**PASSAGE GIVEN:**
* BEGIN *

Dynamic Definitions of Poverty

The division of the population into two groups, the ‘poor’ and ‘not poor’, is obviously an over-simplification which takes no account of the length of time spent living in poverty. Research in Europe and America, using crude income-based poverty lines, has shown that, although at any one time a large number of households may experience low incomes, for many this experience might be for only a relatively brief period. The Breadline Britain in the 1990’s survey found that, although 20% of households were poor, only 4% of respondents had been poor in the past ‘most of the time’. Although poverty in Britain is widespread, virtually nobody in Britain lives continuously in poverty for very long periods of time. The welfare state may not prevent households from slipping into poverty but often it does appear to be successful at preventing them falling so far that they cannot escape from poverty at a later date.


Studies on income dynamics led Duncan et al (1993) to suggest that:


the static dichotomy of poor Vs not poor is very misleading and needs to be replaced by at least four dynamic categories of economic position - persistent poverty, transition poverty, the economically vulnerable and the financially secure.


We intend to attempt to try to estimate the size of these groups in the new study, as accurately as possible given the cross-sectional survey design. This may be possible if a cross-sectional analysis like the one described above is combined with the answers to a question on the history of poverty, such as the modified Question 17 asked in the 1990 survey.



Q17 Looking back over your life, how often have there been times in your life when you think you have lived in poverty by the standards of that time?


Never

53

Rarely

15

Occasionally

19

Often

8

Most of the time

4

Don't know

1



In addition, a new question will be asked:


Is there anything that has happened recently in your life or is likely to happen in the near future which will affect your standard of living or income?


Yes, reduce my standard of living

Yes, increase my standard of living

Yes, increase my income

Yes, reduce my income

No

Don’t know



These 'history of poverty' questions will help to identify Duncan et al’s four 'dynamic' poverty groups:


The persistent poor. Those households currently poor and that have been poor in the past ‘most of the time’ and/or ‘often’.


Transition poverty. Those currently poor but who have only been poor in the past ‘rarely’ or ‘occasionally’.


The economically vulnerable. Those currently not poor but who have been poor in the past ‘occasionally’, ‘often’ or ‘most of the time’. We could also include those with a low income and a high standard of living and those with a low standard of living but a high income (see previous discussion) in this group.


The financially secure. Those households not currently poor and that have never been poor in the past.



The ‘Subjective’ Poverty Line/Threshold


This can be derived from the answers to the Minimum Income Questions (MIQ). It can be either the average amount given in answer to this question or the amount of income of those in ‘budgetary balance’, using either the SPL or CSP methods (see Townsend et al, 1997 for discussion).



'Absolute' and 'Overall' Poverty


We began from the basis of the MORI questions asked by Townsend et al (1997) which have subsequently been modified based on the results from the focus group research (see Chapter 8).


After the World Summit on Social Development in Copenhagen in 1995, 117 countries adopted a declaration and programme of action which included commitments to eradicate "absolute" and reduce "overall" poverty, drawing up national poverty-alleviation plans as a priority (UN, 1995).


Absolute poverty was defined by the UN as "a condition characterised by severe deprivation of basic human needs, including food, safe drinking water, sanitation facilities, health, shelter, education and information. It depends not only on income but also on access to services." (UN, 1995, p. 57)

* END *

**TASKS FOR THIS EXERCISE:**
1. In the poverty-definitions passage, what percentage of households did the Breadline Britain in the 1990's survey find to be poor?
2. Copy the passage on poverty definitions word for word between "In addition, a" and "living or income?", inclusive.
3. Write the next part of the passage on dynamic and absolute definitions of poverty, beginning after its final sentence.

**RECORDS:**
* BEGIN *

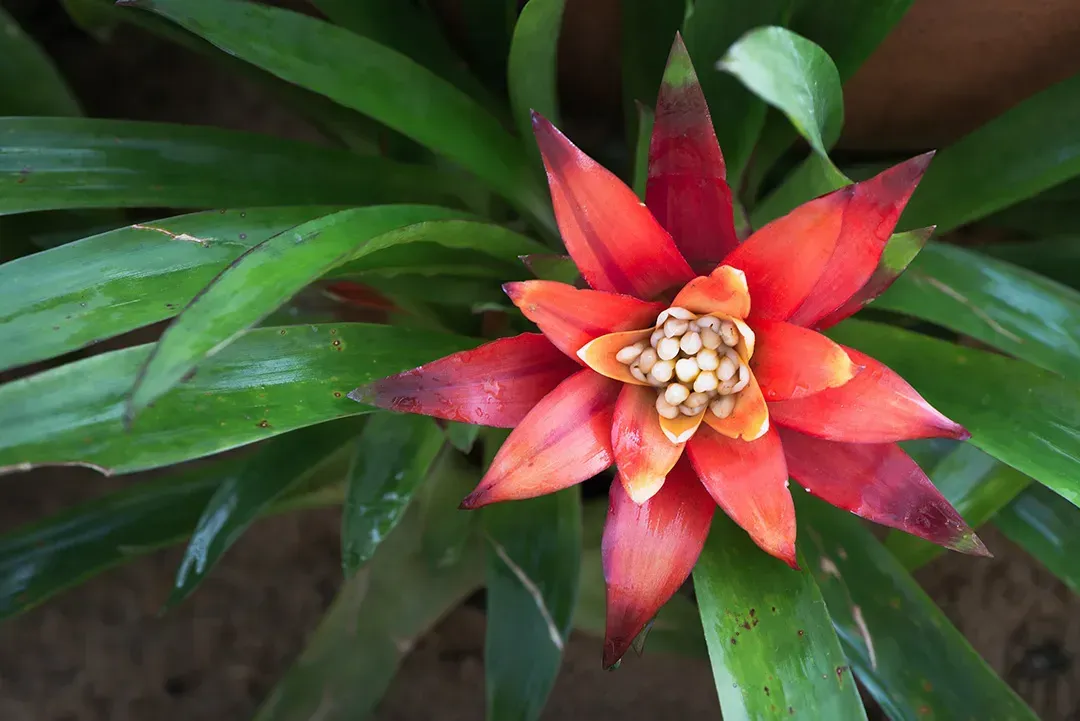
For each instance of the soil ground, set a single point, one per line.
(102, 652)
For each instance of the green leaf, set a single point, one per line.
(77, 294)
(1028, 424)
(461, 436)
(1045, 526)
(646, 119)
(1029, 148)
(905, 652)
(975, 484)
(648, 29)
(532, 65)
(1057, 258)
(796, 77)
(29, 82)
(377, 617)
(770, 641)
(279, 466)
(676, 628)
(532, 573)
(408, 28)
(46, 557)
(738, 116)
(266, 276)
(372, 79)
(53, 163)
(1006, 307)
(268, 382)
(390, 461)
(447, 528)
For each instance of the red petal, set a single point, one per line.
(876, 406)
(616, 242)
(570, 317)
(643, 453)
(495, 384)
(649, 551)
(564, 440)
(867, 223)
(723, 291)
(748, 479)
(784, 260)
(687, 191)
(889, 269)
(881, 484)
(793, 362)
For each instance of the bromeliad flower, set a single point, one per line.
(703, 390)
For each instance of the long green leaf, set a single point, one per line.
(279, 466)
(975, 484)
(738, 116)
(375, 621)
(70, 296)
(269, 381)
(1003, 305)
(262, 279)
(903, 649)
(390, 460)
(369, 78)
(773, 651)
(796, 77)
(44, 558)
(532, 64)
(29, 82)
(1028, 423)
(532, 574)
(1024, 151)
(1045, 526)
(53, 163)
(408, 28)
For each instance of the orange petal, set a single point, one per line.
(495, 384)
(682, 427)
(648, 552)
(564, 440)
(571, 317)
(598, 354)
(643, 454)
(750, 481)
(613, 239)
(750, 420)
(723, 291)
(880, 483)
(876, 406)
(784, 260)
(794, 362)
(868, 222)
(687, 190)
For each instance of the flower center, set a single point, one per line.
(692, 363)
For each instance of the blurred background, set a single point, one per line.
(104, 652)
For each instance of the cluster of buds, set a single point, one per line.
(692, 363)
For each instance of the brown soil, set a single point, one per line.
(103, 652)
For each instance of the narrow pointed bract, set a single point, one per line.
(496, 384)
(880, 483)
(648, 552)
(876, 406)
(868, 222)
(571, 317)
(615, 241)
(687, 189)
(565, 439)
(748, 480)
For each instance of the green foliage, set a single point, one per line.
(427, 195)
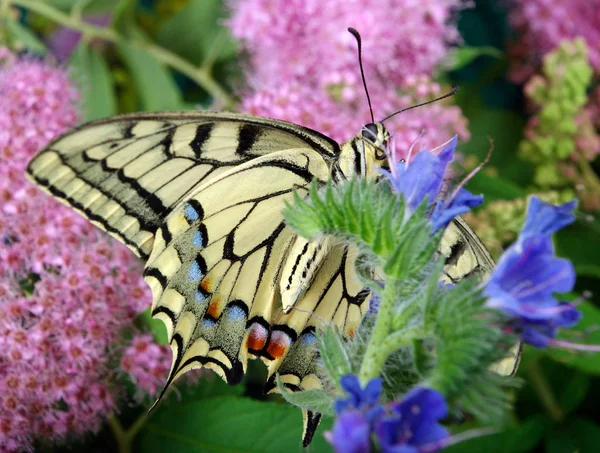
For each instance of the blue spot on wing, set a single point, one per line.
(191, 214)
(308, 339)
(198, 240)
(195, 273)
(235, 313)
(200, 297)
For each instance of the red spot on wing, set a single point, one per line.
(257, 337)
(214, 310)
(279, 344)
(206, 285)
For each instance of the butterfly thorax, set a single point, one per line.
(364, 153)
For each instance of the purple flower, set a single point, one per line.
(362, 399)
(459, 204)
(357, 415)
(351, 433)
(423, 179)
(413, 423)
(528, 274)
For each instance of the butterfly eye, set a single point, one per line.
(370, 132)
(380, 154)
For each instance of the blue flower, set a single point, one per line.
(528, 274)
(544, 218)
(424, 176)
(460, 204)
(539, 332)
(362, 399)
(423, 180)
(413, 423)
(357, 415)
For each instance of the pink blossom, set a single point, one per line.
(316, 109)
(303, 64)
(309, 39)
(147, 363)
(67, 291)
(542, 24)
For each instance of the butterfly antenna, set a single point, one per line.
(455, 89)
(362, 71)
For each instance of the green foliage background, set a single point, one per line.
(556, 409)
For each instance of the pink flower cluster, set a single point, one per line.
(304, 66)
(147, 363)
(542, 24)
(67, 291)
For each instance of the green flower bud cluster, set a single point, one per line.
(498, 223)
(560, 94)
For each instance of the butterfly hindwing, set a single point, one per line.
(466, 256)
(217, 259)
(126, 173)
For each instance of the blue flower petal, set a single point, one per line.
(445, 211)
(351, 434)
(545, 218)
(423, 178)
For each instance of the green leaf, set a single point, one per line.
(94, 81)
(209, 386)
(155, 85)
(86, 6)
(494, 187)
(586, 331)
(333, 354)
(519, 439)
(227, 424)
(573, 392)
(197, 33)
(459, 57)
(155, 326)
(25, 37)
(313, 400)
(579, 436)
(580, 243)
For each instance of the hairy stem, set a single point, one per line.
(375, 355)
(200, 75)
(542, 388)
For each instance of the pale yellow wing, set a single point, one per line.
(126, 173)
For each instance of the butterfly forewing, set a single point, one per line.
(126, 173)
(200, 197)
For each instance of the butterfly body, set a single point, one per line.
(199, 197)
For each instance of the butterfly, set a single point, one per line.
(198, 196)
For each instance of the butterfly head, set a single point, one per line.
(374, 138)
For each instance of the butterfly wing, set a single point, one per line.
(466, 256)
(126, 173)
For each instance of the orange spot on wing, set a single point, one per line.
(206, 285)
(278, 344)
(257, 337)
(214, 309)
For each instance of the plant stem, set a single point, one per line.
(542, 388)
(199, 75)
(375, 355)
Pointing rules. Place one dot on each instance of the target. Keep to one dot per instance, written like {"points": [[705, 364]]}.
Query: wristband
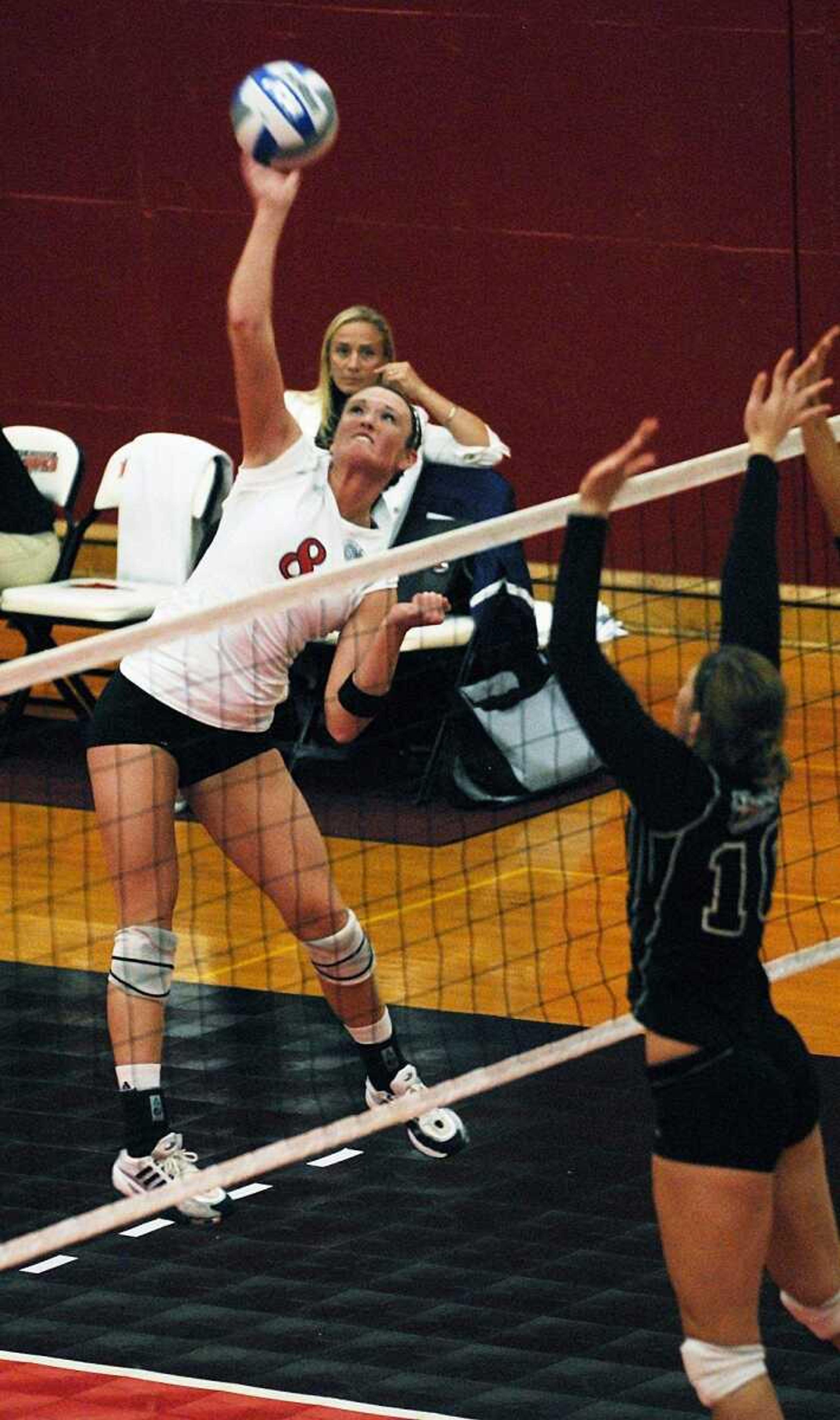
{"points": [[360, 702]]}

* END *

**EXERCISE RESULTS:**
1. 20%

2.
In addition, a new question will be asked:


Is there anything that has happened recently in your life or is likely to happen in the near future which will affect your standard of living or income?

3.
Overall poverty was considered to takes various forms, including "lack of income and productive resources to ensure sustainable livelihoods; hunger and malnutrition; ill health; limited or lack of access to education and other basic services; increased morbidity and mortality from illness; homelessness and inadequate housing; unsafe environments and social discrimination and exclusion. It is also characterised by lack of participation in decision-making and in civil, social and cultural life. It occurs in all countries: as mass poverty in many developing countries, pockets of poverty amid wealth in developed countries, loss of livelihoods as a result of economic recession, sudden poverty as a result of disaster or conflict, the poverty of low-wage workers, and the utter destitution of people who fall outside family support systems, social institutions and safety nets." (UN, ibid, p.57)


Too little attention seems to have been given in 1995 and 1996 to the agreement reached at the Copenhagen Summit on Social Development (UN, 1995; UN, 1996 and see the commentary in Townsend, 1996). The summit was called because many governments were becoming restive with the lack of progress in reducing the gap in living standards between rich and poor countries and, despite the work of the international financial agencies, the growth of rock-bottom forms of poverty. At the same time, there were other, associated, problems of unemployment and social disintegration that were clamouring for equally urgent attention by governments.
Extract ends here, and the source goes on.